Thursday, February 28, 2013

One Day They


One day it’s just different. 
Change can be both bold and subtle, or perhaps it’s our attention to shifting degrees that is so distracted.  As a child I would wonder at the formation and dissipation of clouds.  But to witness them, you had to focus your attention; you had to be still.  Much like autumn's colorful transitions, it can go unnoticed until significant collection of change is indisputable.  Nature doesn't ask permission.
    So often, I've heard, when in discussion "That's what I believe" as the consummate respond to competing opinions.  I've spent some time dissembling the notion of belief, in order to see how it ticks.  When I was younger, on impulse of liken wondering, I took to the task of cracking the case and getting into the guts of our family telephone.  I was very proud of my ability to get it apart and down to its most primary components without having to resort to violent efforts; as in destroying the design in my quest.  My mother, on the other hand, was not amused, nor nearly as delighted as I.  She did not hesitate or candy coat threat in the least that suffering would be my lot if I did not get the phone put back together by the time my father got home from work.  With the exception of a few spare screws, all was reassembled by the time he arrived; lucky me.
    Back to belief:
As is commonly accepted, our thoughts are supported by emotions, and so are referred to as feelings.  Now, I'm not going to try and awe or beguile with some institutional study to curry ...um...belief.  But, what seems to be the case, in my opinion, is that we sort of do that internally with just about every living moment.  We have an experience, and at the core of it are collected facts.  The house burned, the horse jumped, the ice cream fell to the ground; the phone is apart.  Facts: Some of the time, they are undeniably 'true'  Yup, that the phone unit is now in its multitude of parts. Where we get ourselves off track from actual, is our irresistible, and mostly reflex, nature to conveyance from event to belief. 
  "You better believe there will be hell to pay when your dad gets home if it is NOT put back together"

-- Exercise 1 --
Resize the records from the line containing "Would you please pick out the building" down to the line containing "point(227, 281)", reproducing only those lines in full with the request included. Multiply each coordinate in the reported points by 0.45 and round to whole numbers with halves going up, leaving the request and its sample points unchanged.
The text and the records come from separate, unrelated sources.

[Named object pointing records]
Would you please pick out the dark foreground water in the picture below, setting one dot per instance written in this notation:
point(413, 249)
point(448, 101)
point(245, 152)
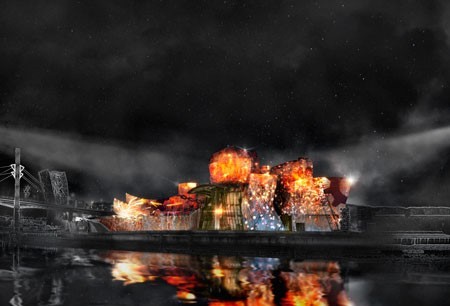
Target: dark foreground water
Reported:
point(94, 277)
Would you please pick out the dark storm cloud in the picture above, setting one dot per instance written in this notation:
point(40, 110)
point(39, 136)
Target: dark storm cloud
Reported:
point(283, 76)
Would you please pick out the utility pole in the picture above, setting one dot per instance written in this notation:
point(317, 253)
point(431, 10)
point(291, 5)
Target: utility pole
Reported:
point(17, 175)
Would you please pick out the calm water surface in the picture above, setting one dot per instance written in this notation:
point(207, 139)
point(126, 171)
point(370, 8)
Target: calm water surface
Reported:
point(93, 277)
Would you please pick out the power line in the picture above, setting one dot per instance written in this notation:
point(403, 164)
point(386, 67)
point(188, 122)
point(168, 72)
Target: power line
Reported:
point(32, 177)
point(6, 172)
point(5, 178)
point(31, 183)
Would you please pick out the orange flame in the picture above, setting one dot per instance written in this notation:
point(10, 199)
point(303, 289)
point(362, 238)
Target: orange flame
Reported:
point(183, 188)
point(230, 165)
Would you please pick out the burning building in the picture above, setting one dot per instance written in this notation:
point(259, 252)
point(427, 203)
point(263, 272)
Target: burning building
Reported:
point(242, 195)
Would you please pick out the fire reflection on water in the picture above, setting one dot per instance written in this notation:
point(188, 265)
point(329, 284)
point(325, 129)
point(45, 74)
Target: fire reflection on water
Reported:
point(231, 281)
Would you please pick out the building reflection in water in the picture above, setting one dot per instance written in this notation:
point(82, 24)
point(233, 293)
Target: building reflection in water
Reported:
point(227, 281)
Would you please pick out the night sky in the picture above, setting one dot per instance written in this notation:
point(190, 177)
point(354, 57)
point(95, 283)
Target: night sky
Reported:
point(127, 96)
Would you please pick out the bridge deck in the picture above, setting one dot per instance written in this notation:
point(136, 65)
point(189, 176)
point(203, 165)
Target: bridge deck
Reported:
point(27, 204)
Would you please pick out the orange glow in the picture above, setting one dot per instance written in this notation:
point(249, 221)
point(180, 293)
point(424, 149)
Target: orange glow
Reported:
point(309, 283)
point(126, 210)
point(217, 272)
point(230, 165)
point(227, 303)
point(183, 295)
point(183, 188)
point(306, 192)
point(131, 273)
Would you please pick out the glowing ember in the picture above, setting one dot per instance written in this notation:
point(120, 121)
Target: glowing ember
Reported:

-- Exercise 2 --
Echo the passage of the essay on belief from "Thursday, February 28, 2013" down to "doesn't ask permission.", copying it word for word.

-- Correct answer 1 --
Would you please pick out the building reflection in water in the picture above, setting one dot per instance written in this notation:
point(82, 24)
point(233, 293)
Target: building reflection in water
Reported:
point(102, 126)

-- Correct answer 2 --
Thursday, February 28, 2013

One Day They


One day it’s just different. 
Change can be both bold and subtle, or perhaps it’s our attention to shifting degrees that is so distracted.  As a child I would wonder at the formation and dissipation of clouds.  But to witness them, you had to focus your attention; you had to be still.  Much like autumn's colorful transitions, it can go unnoticed until significant collection of change is indisputable.  Nature doesn't ask permission.